What to work on:
Copy out every line of the material below, character for character, apart from the pictures.

Records:
- Opening Delimiter -
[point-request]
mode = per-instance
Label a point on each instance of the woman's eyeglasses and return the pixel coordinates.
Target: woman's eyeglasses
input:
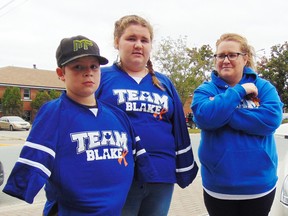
(230, 56)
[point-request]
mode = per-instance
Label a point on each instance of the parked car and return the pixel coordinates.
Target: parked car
(13, 123)
(280, 205)
(189, 121)
(1, 173)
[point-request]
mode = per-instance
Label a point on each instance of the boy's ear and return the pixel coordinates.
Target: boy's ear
(60, 73)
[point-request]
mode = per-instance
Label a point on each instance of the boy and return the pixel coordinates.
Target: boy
(79, 147)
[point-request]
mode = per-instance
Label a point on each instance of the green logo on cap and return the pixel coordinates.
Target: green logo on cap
(79, 44)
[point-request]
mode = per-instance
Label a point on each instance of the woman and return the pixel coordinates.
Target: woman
(153, 105)
(238, 113)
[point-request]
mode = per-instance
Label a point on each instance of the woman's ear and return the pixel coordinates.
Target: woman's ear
(60, 73)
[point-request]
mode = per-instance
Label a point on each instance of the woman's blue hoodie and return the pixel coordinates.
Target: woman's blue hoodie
(237, 148)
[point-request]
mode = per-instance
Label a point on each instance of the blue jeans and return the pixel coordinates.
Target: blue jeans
(151, 199)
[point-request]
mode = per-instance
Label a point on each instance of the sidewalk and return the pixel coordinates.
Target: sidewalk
(185, 202)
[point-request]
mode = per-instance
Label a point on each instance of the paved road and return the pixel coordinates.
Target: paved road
(185, 202)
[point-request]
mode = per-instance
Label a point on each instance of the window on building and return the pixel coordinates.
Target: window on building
(27, 115)
(26, 94)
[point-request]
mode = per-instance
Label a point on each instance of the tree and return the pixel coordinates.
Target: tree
(54, 94)
(185, 67)
(41, 98)
(275, 69)
(11, 102)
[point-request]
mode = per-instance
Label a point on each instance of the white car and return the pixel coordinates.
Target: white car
(280, 205)
(13, 123)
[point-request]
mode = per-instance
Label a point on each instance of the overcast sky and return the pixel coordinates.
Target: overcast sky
(32, 29)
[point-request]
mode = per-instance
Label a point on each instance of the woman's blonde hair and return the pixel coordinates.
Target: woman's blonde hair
(120, 27)
(244, 46)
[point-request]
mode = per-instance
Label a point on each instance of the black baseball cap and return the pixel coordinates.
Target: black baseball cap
(77, 47)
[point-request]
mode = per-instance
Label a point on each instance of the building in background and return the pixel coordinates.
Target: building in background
(30, 81)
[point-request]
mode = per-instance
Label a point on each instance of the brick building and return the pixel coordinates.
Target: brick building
(30, 81)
- Closing Delimiter -
Task response:
[point-request]
mode = per-instance
Label a point on each instance of the woman's eyeglasses and return the pixel coordinates.
Target: woman's eyeglasses
input:
(230, 56)
[point-request]
mode = per-instance
Label a point on each instance of the parked car and return the pixel coordinates.
Target: parked car
(13, 123)
(280, 205)
(189, 121)
(1, 173)
[point-request]
mode = per-instance
Label a point on each instance of the boy's ear and return the pixel coordinates.
Target: boy's ear
(60, 73)
[point-request]
mode = per-instance
Label a point on each instance of the boy and return the pixel coordinates.
Target: boy
(79, 147)
[point-request]
mode = per-instance
Label a point on each instance of the green logo on cap and return the pixel coordinates.
Target: green logo on cap
(79, 44)
[point-request]
mode = per-instance
Label a point on each instance of the woman and return the pixel coordinates.
Target: woman
(153, 105)
(238, 113)
[point-request]
mode = per-instance
Label a point on each instance of the woman's ear and return the pixel coordinates.
Target: woman's ear
(60, 73)
[point-request]
mode = per-instance
Label a point on each instance of the woman's blue hoodie and return the pixel coordinates.
Target: woman's blue hoodie
(237, 148)
[point-request]
mode = per-instance
Label a point on each instance of the blue jeans and return the pixel coordinates.
Target: blue jeans
(151, 199)
[point-request]
mode = per-instance
Label a point on each instance of the sidewalk and return the pixel coordinates.
Target: sidewalk
(185, 202)
[point-request]
mode = per-instance
Label a point on each instance of the paved road and return the pixel coordinates.
Target: paved road
(185, 202)
[point-request]
mode = per-instance
Label a point on each instance of the window on building and return the pixel coordinates.
Target: window on building
(27, 115)
(26, 94)
[point-request]
mode = per-instance
Label a point on each instance of the tree and return the pixel coordinates.
Target: tree
(54, 94)
(185, 67)
(41, 98)
(275, 69)
(11, 102)
[point-request]
mode = per-instance
Label a point on each instance of the white car and return the pixel coordinates.
Target: white car
(280, 205)
(13, 123)
[point-request]
mode = per-instance
Label a point on each instance of the overcast sky and return the pixel coordinates.
Target: overcast sky
(32, 29)
[point-request]
mode = per-instance
Label a point on each instance of the woman's blonde hair and return the pixel coordinates.
Target: woman's blonde hair
(120, 27)
(244, 46)
[point-request]
mode = per-instance
Label a point on each instance of the black baseball cap and return the pixel coordinates.
Target: black baseball cap
(77, 47)
[point-request]
mode = per-instance
Label a point on each instance of the building in background and return the pixel coordinates.
Target: building in background
(30, 81)
[point-request]
mode = per-instance
Label a point on each instance of the brick building and return the pixel coordinates.
Target: brick building
(30, 81)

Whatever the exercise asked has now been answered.